_Consigne_
Recopiez intégralement, s'il vous plaît, l'extrait sur Ambroise et la vengeance, sans en modifier un seul mot.

_Extrait à lire_

********************

Son image de faiseur de paix était célèbre. Il disait que la vengeance était un péché d'idolâtrie "attendu que la vengeance appartient à Dieu seul, et que, par conséquent, celui qui se venge usurpe la place de Dieu".

"Un jour, malgré toutes ses exhortations, un homme de Sienne s'obstinait à ne point pardonner. Alors le Saint lui dit « Je prierai pour vous. Je n'ai que faire de prières, répliqua durement le vindicatif a. Le Saint ne laissa pas de faire pour lui la prière suivante " Seigneur Jésus-Christ, par la très-grande providence et sollicitude que vous avez sans cesse pour le genre humain, je vous prie d'interposer votre puissance dans cette vengeance projetée, et de vous la réserver, afin que tous connaissent que la punition des offenseurs n'appartient qu'à vous seul, et afin que la sensualité n'empêche point la connaissance de votre justice ". Ambroise enseigna publiquement cette prière aux peuples, les exhortant à la dire pour ceux qu'ils trouveraient obstinés à ne point pardonner les injures. A l'heure même que le saint homme faisait pour lui cette prière, le vindicatif se concertait avec ses amis et ses parents pour ne point faire de paix ni écouter Ambroise. Mais la prière du juste fut plus puissante. Tout à coup cet homme si dur se sent pénétrer de componction, toutes les raisons du saint homme lui reviennent à la mémoire, il passe deux jours sans presque ni manger ni dormir. Enfin il vient avec ses amis trouver le bienheureux Ambroise, pour le prier de faire la paix entre eux et de lui pardonner sa faute. "

********************

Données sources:
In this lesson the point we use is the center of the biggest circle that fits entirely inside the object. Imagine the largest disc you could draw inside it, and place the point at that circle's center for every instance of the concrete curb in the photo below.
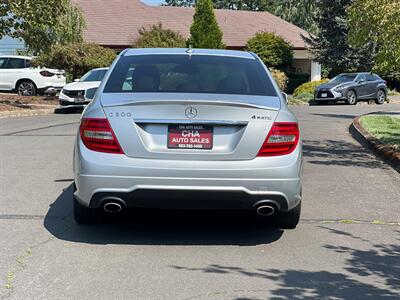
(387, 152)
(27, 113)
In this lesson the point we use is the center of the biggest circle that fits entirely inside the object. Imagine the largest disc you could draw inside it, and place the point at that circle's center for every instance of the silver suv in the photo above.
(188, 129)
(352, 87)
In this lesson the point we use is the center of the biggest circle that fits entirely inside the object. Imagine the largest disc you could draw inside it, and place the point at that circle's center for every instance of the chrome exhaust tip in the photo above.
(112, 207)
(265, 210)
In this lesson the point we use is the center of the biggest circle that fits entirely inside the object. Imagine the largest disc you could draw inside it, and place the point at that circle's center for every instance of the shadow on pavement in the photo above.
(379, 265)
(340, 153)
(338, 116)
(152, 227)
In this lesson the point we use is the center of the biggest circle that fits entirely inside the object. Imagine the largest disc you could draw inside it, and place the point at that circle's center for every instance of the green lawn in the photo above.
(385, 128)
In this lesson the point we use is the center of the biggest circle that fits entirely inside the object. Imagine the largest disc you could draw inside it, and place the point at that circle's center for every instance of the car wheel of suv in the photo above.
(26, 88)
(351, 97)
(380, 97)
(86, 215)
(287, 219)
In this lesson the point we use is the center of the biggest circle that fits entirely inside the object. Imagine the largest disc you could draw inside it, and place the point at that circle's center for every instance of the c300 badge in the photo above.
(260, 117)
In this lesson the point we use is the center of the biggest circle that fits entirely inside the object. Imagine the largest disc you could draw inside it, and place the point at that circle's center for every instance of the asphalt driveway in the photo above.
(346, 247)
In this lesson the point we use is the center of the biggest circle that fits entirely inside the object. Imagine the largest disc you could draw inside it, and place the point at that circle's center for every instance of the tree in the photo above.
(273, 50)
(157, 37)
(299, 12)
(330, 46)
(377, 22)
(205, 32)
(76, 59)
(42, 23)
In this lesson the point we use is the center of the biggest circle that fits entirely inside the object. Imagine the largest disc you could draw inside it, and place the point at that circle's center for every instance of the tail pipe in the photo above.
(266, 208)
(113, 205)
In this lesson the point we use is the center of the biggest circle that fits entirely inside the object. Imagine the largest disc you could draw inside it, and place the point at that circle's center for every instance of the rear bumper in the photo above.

********************

_Réponse attendue_
Son image de faiseur de paix était célèbre. Il disait que la vengeance était un péché d'idolâtrie "attendu que la vengeance appartient à Dieu seul, et que, par conséquent, celui qui se venge usurpe la place de Dieu".

"Un jour, malgré toutes ses exhortations, un homme de Sienne s'obstinait à ne point pardonner. Alors le Saint lui dit « Je prierai pour vous. Je n'ai que faire de prières, répliqua durement le vindicatif a. Le Saint ne laissa pas de faire pour lui la prière suivante " Seigneur Jésus-Christ, par la très-grande providence et sollicitude que vous avez sans cesse pour le genre humain, je vous prie d'interposer votre puissance dans cette vengeance projetée, et de vous la réserver, afin que tous connaissent que la punition des offenseurs n'appartient qu'à vous seul, et afin que la sensualité n'empêche point la connaissance de votre justice ". Ambroise enseigna publiquement cette prière aux peuples, les exhortant à la dire pour ceux qu'ils trouveraient obstinés à ne point pardonner les injures. A l'heure même que le saint homme faisait pour lui cette prière, le vindicatif se concertait avec ses amis et ses parents pour ne point faire de paix ni écouter Ambroise. Mais la prière du juste fut plus puissante. Tout à coup cet homme si dur se sent pénétrer de componction, toutes les raisons du saint homme lui reviennent à la mémoire, il passe deux jours sans presque ni manger ni dormir. Enfin il vient avec ses amis trouver le bienheureux Ambroise, pour le prier de faire la paix entre eux et de lui pardonner sa faute. "